--- start ---

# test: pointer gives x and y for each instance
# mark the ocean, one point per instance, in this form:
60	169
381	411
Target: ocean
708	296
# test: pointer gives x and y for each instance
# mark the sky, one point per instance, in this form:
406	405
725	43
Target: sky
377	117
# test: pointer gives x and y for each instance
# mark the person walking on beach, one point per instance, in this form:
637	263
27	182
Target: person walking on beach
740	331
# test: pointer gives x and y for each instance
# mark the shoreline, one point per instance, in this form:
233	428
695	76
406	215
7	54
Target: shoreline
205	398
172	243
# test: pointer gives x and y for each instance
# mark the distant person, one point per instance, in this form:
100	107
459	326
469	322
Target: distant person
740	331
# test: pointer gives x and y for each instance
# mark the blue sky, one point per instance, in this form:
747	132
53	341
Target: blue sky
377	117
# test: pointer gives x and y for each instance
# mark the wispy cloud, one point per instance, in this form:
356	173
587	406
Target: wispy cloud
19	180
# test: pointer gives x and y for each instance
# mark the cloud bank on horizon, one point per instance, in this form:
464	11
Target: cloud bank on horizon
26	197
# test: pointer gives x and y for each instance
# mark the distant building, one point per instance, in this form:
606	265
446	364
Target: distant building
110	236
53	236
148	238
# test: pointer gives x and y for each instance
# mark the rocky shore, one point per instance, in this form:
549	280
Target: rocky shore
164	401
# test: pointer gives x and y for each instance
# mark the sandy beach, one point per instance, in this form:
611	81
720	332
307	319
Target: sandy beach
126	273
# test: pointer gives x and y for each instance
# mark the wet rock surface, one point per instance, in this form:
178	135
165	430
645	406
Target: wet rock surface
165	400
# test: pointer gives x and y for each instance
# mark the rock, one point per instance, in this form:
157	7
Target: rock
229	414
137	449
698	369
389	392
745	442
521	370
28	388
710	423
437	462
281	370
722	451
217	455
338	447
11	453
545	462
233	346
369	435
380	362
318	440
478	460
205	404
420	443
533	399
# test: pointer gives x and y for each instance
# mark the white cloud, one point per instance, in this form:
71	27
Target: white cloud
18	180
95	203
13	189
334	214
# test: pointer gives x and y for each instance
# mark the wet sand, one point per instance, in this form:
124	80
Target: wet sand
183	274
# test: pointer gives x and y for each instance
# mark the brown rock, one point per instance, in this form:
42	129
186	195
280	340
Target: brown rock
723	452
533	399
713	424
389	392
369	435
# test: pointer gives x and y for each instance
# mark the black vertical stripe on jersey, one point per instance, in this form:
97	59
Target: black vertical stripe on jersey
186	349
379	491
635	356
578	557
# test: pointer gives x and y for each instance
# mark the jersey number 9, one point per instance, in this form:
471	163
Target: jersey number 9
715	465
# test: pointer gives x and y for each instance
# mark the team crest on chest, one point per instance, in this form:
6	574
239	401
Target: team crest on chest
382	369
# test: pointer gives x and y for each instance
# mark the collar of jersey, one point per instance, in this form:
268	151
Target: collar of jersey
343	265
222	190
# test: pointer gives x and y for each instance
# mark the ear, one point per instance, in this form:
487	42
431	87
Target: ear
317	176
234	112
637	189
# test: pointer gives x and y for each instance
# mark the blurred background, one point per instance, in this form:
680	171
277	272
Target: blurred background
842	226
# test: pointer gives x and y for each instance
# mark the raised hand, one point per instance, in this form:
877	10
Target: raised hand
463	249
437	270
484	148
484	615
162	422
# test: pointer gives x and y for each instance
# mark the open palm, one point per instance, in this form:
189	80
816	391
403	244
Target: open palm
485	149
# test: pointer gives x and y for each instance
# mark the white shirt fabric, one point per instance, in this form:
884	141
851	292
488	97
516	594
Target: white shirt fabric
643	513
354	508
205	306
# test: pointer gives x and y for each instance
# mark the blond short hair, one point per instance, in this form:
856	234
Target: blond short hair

--- end ---

## [DIRECTION]
Repeat each of the entries above precisely as given.

## [SOLUTION FOR THIS TASK]
# test: pointer gives x and y for each instance
# mark the ocean, one point per instance, in this form:
60	169
381	411
Target: ocean
708	296
# test: pointer gives x and y for each instance
# mark the sky, one point per instance, in this form:
406	405
725	43
Target: sky
377	117
# test: pointer gives x and y for each instance
# mark the person walking on beach, one point per instance, in this form:
637	263
27	182
Target: person walking on beach
740	331
# test: pointer gives x and y for each instance
# mark the shoreline, one point per instance, in this form:
233	428
695	76
406	215
7	54
Target: shoreline
205	398
172	243
# test: pointer gives x and y for each instance
# mark the distant person, one point per instance, in this form:
100	107
459	326
469	322
Target: distant person
740	331
# test: pointer gives x and y for each instance
# mark the blue sky, one point per instance, in this form:
747	132
53	341
Target: blue sky
377	117
# test: pointer gives x and y for each instance
# mark the wispy cloud, one point per instance, in this form:
356	173
587	406
Target: wispy cloud
19	180
# test: pointer gives x and y for each instance
# mark the cloud bank on horizon, one point per instance, in this form:
464	11
Target: cloud bank on horizon
26	197
# test: pointer gives x and y for each instance
# mark the distant building, one point per instance, in this form:
606	265
446	364
Target: distant building
110	236
53	236
148	238
# test: pointer gives x and y for each instance
# mark the rocky shore, one point per instance, in this form:
549	280
Target: rocky shore
164	401
# test: pointer gives x and y for each instance
# mark the sandy beach, one point per instance, in this form:
611	81
720	332
307	319
Target: sandy beach
126	273
# test: pointer gives x and y for each instance
# mark the wet rock surface, one point per instance, in this form:
178	135
165	430
645	406
Target: wet rock surface
165	400
# test: pointer gives x and y for each instance
# mark the rock, one point per instance, in this form:
157	7
Target: rock
229	414
137	449
698	369
389	392
745	442
521	370
28	388
710	423
437	462
281	370
722	451
217	455
338	447
11	453
545	462
233	346
369	435
380	362
318	440
478	460
205	404
420	443
533	399
# test: pointer gives x and y for each instance
# mark the white cloud, one point per instance, in this form:
71	27
Target: white cloud
18	180
95	203
13	189
334	214
# test: pointer gives x and y for each instance
# mark the wet sand, one point per instance, in this form:
124	80
Target: wet sand
183	274
# test: pointer gives x and y for each instance
# mark the brown rock, one point per instance, in this form:
42	129
186	195
280	340
Target: brown rock
723	452
533	399
713	424
389	392
369	435
# test: pointer gives x and y for each instance
# mark the black vertical stripe on jersey, one point per instance, in this form:
97	59
Target: black vertical stripe on jersey
186	349
379	491
635	356
578	557
# test: pointer gives x and y for each instance
# mark the jersey number 9, one point per instance, in this form:
471	163
Target: jersey number 9
715	465
# test: pointer gives x and y for each instance
# mark the team crest on chest, one point per instance, in this form:
6	574
239	401
Target: team crest on chest
382	369
# test: pointer gives x and y for each instance
# mark the collar of jersey, one point per instance, in this form:
268	151
Target: collar of jersey
343	265
222	190
# test: pointer gives x and y for each instance
# mark the ear, one point per instance, in this form:
487	42
431	87
Target: ear
317	176
234	112
637	189
# test: pointer gives x and y for each instance
# mark the blurred background, one point per instance, in this form:
680	171
277	272
Target: blurred background
842	226
# test: pointer gives x and y for each instance
# mark the raised hand, one point per instance, in this form:
877	10
Target: raised hand
463	249
437	270
484	148
484	615
162	422
# test: pointer gives x and y for each instance
# mark the open palm, one point per instance, in this form:
189	80
816	391
403	244
Target: open palm
485	149
# test: pointer gives x and y for each instance
# mark the white shirt fabric, one point per instance, in this form:
884	141
851	292
488	97
516	594
Target: white shirt fabric
643	513
354	508
205	306
# test: pointer gives x and y for each instance
# mark the blond short hair, one point per instance, in this form:
856	234
Target: blond short hair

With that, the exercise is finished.